## START INFORMATION SHOWN

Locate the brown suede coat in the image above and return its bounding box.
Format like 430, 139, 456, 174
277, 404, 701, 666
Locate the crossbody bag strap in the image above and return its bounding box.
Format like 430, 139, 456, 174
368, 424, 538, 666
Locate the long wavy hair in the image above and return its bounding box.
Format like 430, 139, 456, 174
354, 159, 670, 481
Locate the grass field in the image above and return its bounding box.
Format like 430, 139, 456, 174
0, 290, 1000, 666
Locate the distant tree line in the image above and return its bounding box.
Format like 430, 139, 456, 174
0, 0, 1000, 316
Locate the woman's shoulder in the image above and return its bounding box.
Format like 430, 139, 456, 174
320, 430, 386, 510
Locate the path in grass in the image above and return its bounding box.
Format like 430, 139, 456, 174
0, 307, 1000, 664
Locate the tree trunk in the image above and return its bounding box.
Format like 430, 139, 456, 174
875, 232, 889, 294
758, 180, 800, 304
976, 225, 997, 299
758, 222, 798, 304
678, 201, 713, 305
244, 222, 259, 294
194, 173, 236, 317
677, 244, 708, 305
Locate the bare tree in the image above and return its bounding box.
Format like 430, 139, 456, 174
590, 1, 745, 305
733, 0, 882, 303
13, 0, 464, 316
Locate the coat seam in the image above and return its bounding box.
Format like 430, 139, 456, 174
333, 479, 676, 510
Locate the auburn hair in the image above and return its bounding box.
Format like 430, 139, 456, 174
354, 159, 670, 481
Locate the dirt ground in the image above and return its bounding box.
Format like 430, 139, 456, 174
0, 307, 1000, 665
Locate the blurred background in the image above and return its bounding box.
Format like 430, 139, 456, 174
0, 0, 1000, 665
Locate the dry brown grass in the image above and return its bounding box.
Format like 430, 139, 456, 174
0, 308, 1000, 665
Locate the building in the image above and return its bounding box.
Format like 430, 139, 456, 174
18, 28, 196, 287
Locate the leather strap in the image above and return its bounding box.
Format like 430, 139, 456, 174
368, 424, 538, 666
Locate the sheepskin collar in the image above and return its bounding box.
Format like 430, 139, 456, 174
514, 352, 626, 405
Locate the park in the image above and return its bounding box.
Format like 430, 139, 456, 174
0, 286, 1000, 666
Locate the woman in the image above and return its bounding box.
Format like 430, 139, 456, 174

## END INFORMATION SHOWN

— WHAT YOU ARE ASKED TO DO —
Could you reproduce all of the data above word for word, keeping every line in its original order?

— SOLUTION TO THE EXERCISE —
Locate the brown suede coat in the image above and return its bounding box.
Format like 430, 139, 456, 174
277, 404, 701, 666
Locate the crossbody bag strap in the image above and return its bounding box.
Format like 430, 139, 456, 174
368, 424, 538, 666
Locate the long wavy hair in the image above and return its bounding box.
Format like 430, 139, 456, 174
354, 159, 670, 481
Locate the grass field in the image above and return its bounding box.
Format like 430, 139, 456, 174
0, 290, 1000, 666
Locate the distant tree line in the image above and return its bounding box.
Format like 430, 139, 456, 174
0, 0, 1000, 316
Locate the woman's shoulder in the image above and return its bounding box.
Format like 430, 139, 456, 174
320, 430, 386, 510
Locate the path in grass in the image above and return its bounding box.
Format like 430, 139, 456, 174
0, 307, 1000, 664
Locate the tree trunk in the image above and return its bounding box.
Format like 430, 139, 456, 174
875, 232, 889, 294
758, 180, 800, 304
976, 225, 997, 299
758, 222, 798, 304
678, 201, 713, 305
244, 222, 259, 294
194, 173, 236, 317
677, 244, 708, 305
Locate the bare tree in the image above and return its bounding box.
Format like 430, 139, 456, 174
590, 1, 745, 305
733, 0, 882, 303
13, 0, 464, 316
Locate the coat seam in the image above and return its bounding box.
Format like 430, 139, 456, 174
333, 479, 676, 510
Locate the auburn hair in the image above and return its bounding box.
Format like 430, 139, 456, 174
354, 159, 670, 481
Locate the dirt ground in the image above and return its bounding box.
Format like 430, 139, 456, 174
0, 307, 1000, 665
Locate the blurred background in the image above and return its bounding box.
Format like 430, 139, 456, 174
0, 0, 1000, 665
Locate the dry brown grass in the image above and return its bounding box.
Format like 430, 139, 456, 174
0, 308, 1000, 665
Locate the building in the image above and return its bounding box.
Format like 430, 139, 456, 174
18, 28, 196, 287
Locate the leather strap in the image above and return its bounding box.
Format like 430, 139, 456, 174
368, 424, 538, 666
Locate the sheepskin collar in the image above and return its bounding box.
Format like 430, 139, 456, 174
514, 352, 626, 405
Locate the park in the image above and return its bounding box.
Format like 430, 139, 456, 174
0, 286, 1000, 666
Locate the woman in the image above and return its bounding box.
Format like 430, 139, 456, 174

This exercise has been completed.